##### Фрагмент текста #####

Точка-точка-запятая, скривив рожицу, бежит за своим жарким, добавляя к сучкам-задоринкам, трилистникам птичьих лапок и, конечно же, бизоньим кизякам нервный пунктир охотничьих мокасин — надеюсь, у них там зима, — эту бесконечную вязь безответных (до поры, до времени) SOS. Тут я всегда припоминаю — слово «тут» означает «думая о следах на снегу» — начало книги великого Пришвина: «Звери третичной эпохи Земли не изменили своей родине, когда она оледенела, и если бы сразу, то какой бы это ужас был тигру увидеть свой след на снегу!» И, как бегущий за стадом охотник своими следами обнаруживает себя в глазах внимательного следопыта, так и герой проявляется в письменах; под рукою автора, средь белых полей.
Герой — это то всё, живое и неживое, с чем мы оказываемся в диалоге, вступив в контакт с текстом. Нет диалога — нет героя. В мириадах текстов есть только автор, случаются персонажи, но нет героя. И это в моих глазах отличает хорошее письмо от дурного, послание от просто текста, потому что вне диалога нет читателя, а без читателя нет письма — одни каракули: грязь на снегу, если не пыль на ветру. Как мне, как читателю, нужен от текста заряд ума, любви, теплоты, да еще в натуральной оболочке голоса и, по возможности, облика — потрогать&поговорить, так мне, как писателю, необходимо добить до читателя своим полем, осуществиться в нем; и не мне одному: не Пушкин ли устами онегинской Татьяны подчеркивал: «Я к Вам пишу…»

##### Набор записей #####

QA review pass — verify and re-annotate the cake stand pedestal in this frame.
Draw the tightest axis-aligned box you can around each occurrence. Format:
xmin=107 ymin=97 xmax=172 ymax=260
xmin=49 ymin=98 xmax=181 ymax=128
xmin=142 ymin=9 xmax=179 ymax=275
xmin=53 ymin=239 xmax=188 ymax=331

#####

Задача —
Перепишите без изменений часть текста о следах на снегу и герое: от «Точка-точка-запятая, скривив рожицу, бежит» до «средь белых полей.» включительно.

Письменный ответ —
Точка-точка-запятая, скривив рожицу, бежит за своим жарким, добавляя к сучкам-задоринкам, трилистникам птичьих лапок и, конечно же, бизоньим кизякам нервный пунктир охотничьих мокасин — надеюсь, у них там зима, — эту бесконечную вязь безответных (до поры, до времени) SOS. Тут я всегда припоминаю — слово «тут» означает «думая о следах на снегу» — начало книги великого Пришвина: «Звери третичной эпохи Земли не изменили своей родине, когда она оледенела, и если бы сразу, то какой бы это ужас был тигру увидеть свой след на снегу!» И, как бегущий за стадом охотник своими следами обнаруживает себя в глазах внимательного следопыта, так и герой проявляется в письменах; под рукою автора, средь белых полей.